CONSIGNE A:
Relevez, s'il vous plaît, tous les sigles qui figurent dans le passage sur le protocole de Kyoto.

PAGE:
-----
Le contexte est donc posé: la seule réponse acceptable concernant le réchauffement climatique, la fonte des glaciers et celle de l’Arctique, les pertes de la biodiversité ainsi que l’ensemble du dérèglement climatique et de ses conséquences sociales à l’échelle de la planète ne peut se situer que dans le cadre du marché à l’exclusion expresse de toute autre réponse possible.
Avant d’illustrer la pertinence des moyens offerts grâce au fameux protocole de Kyoto, il nous faut examiner tout d’abord les éléments clés de ce protocole complété par l’accord de Marrakech en 2001. Il en ressort deux éléments importants:
- On y affirme que la réduction des émissions de GES se réalisera au moyen d’une mise en place de permis d’émission distribués gratuitement aux entreprises polluantes pour une période donnée. Il s’agit en fait d’un crédit (un papier-valeur) que la collectivité fait aux entreprises. Ensuite, en fonction des «investissements» ou au prorata des éventuels «progrès» (les guillemets sont nécessaires, comme on va le voir ci-après) limitant les émissions de GES, les entreprises auront le droit de revendre ces permis à d’autres entreprises. En effet, les entreprises qui n’auront rien entrepris contre les émissions de GES et qui continueront de polluer, auront l’obligation soit d’acheter des permis soit de payer une amende, ou elles seront même soumises aux deux sanctions dans certains cas.
- Pour les libéraux, ce marché des permis doit posséder une caractéristique essentielle: il doit être impérativement flexible. Deux mécanismes de flexibilité sont mis en place. Le premier est le MOC, c’est-à-dire la Mise en Œuvre Conjointe. Le deuxième, c’est le MDP, soit le Mécanisme de Développement Propre. Voilà de magnifiques «appellations contrôlées»…
Le mécanisme du MOC permet d’obtenir de nouveaux permis d’émission entre pays signataires du protocole ayant pris un engagement chiffré de réduction des GES. Ces permis sont obtenus si une entreprise du pays A réalise un projet dans le pays B entraînant une «diminution» de GES dans le pays B membre du groupe des signataires engagés. Les marchés visés sont pour l’essentiel les anciens pays de l’Est, du fait que ces derniers ont de vieilles technologies, comme la Pologne, par exemple, qui ne produit de l’électricité qu’avec des centrales au charbon.
-----
Entrées de la collection:
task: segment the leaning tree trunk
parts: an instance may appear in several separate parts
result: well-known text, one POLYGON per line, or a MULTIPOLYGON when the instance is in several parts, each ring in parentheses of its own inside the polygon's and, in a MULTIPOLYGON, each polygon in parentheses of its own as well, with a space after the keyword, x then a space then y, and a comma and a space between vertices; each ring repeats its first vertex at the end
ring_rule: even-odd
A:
-----
CONSIGNE B:
Mettez à jour les enregistrements en remplaçant « leaning tree trunk » par « fallen branch », sans rien modifier d'autre.

RÉPONSE A:
GES, MOC, MDP

RÉPONSE B:
task: segment the fallen branch
parts: an instance may appear in several separate parts
result: well-known text, one POLYGON per line, or a MULTIPOLYGON when the instance is in several parts, each ring in parentheses of its own inside the polygon's and, in a MULTIPOLYGON, each polygon in parentheses of its own as well, with a space after the keyword, x then a space then y, and a comma and a space between vertices; each ring repeats its first vertex at the end
ring_rule: even-odd
A:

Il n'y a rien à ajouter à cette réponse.